--- BEGIN Document excerpt ---
The appropriate characterization of those certificates not qualifying as ‘‘mortgage related securities’’ for purposes of SMMEA (‘‘Non-SMMEA Certificates’’) under various legal investment restrictions, and thus the ability of investors subject to these restrictions to purchase such certificates, may be subject to significant interpretive uncertainties. Accordingly, all investors whose investment activities are subject to legal investment laws and regulations, regulatory capital requirements, or review by regulatory authorities should consult with their own legal advisors in determining whether and to what extent the Non-SMMEA Certificates constitute legal investments for them.

Those classes of certificates qualifying as ‘‘mortgage related securities,’’ will constitute legal investments for persons, trusts, corporations, partnerships, associations, business trusts and business entities, including depository institutions, insurance companies, trustees, and pension funds, created pursuant to or existing under the laws of the United States or of any state, including the District of Columbia and Puerto Rico, whose authorized investments are subject to state regulation to the same extent that, under applicable law, obligations issued by or guaranteed as to principal and interest by the United States or any of its agencies or instrumentalities constitute legal investments for those entities.
--- END Document excerpt ---
[What to do]:
A. Copy the certificates excerpt starting at "Those classes of" and ending at "for those entities.", substituting "retirement plans" for "pension funds".
B. Does the certificates excerpt support each statement? Answer yes or no, and quote the words of the excerpt that settle it. (i) How certain certificates are characterized under legal investment restrictions may involve significant interpretive uncertainty. (ii) Investors are told to rely on the issuer's legal advisors. (iii) The District of Columbia is counted among the jurisdictions whose laws are covered.
The listing that comes next is separate material from the certificates excerpt.
--- BEGIN Supplied information ---
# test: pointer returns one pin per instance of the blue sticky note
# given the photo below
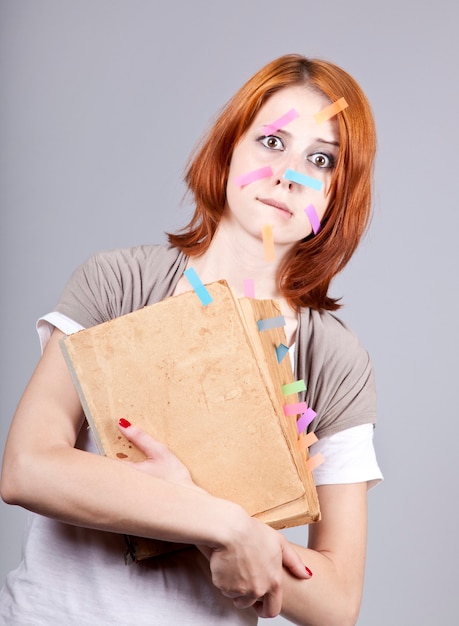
--- END Supplied information ---
[Answers for this exercise]:
A.
Those classes of certificates qualifying as ‘‘mortgage related securities,’’ will constitute legal investments for persons, trusts, corporations, partnerships, associations, business trusts and business entities, including depository institutions, insurance companies, trustees, and retirement plans, created pursuant to or existing under the laws of the United States or of any state, including the District of Columbia and Puerto Rico, whose authorized investments are subject to state regulation to the same extent that, under applicable law, obligations issued by or guaranteed as to principal and interest by the United States or any of its agencies or instrumentalities constitute legal investments for those entities.

B.
(i) Yes: "may be subject to significant interpretive uncertainties"
(ii) No: "should consult with their own legal advisors"
(iii) Yes: "including the District of Columbia and Puerto Rico"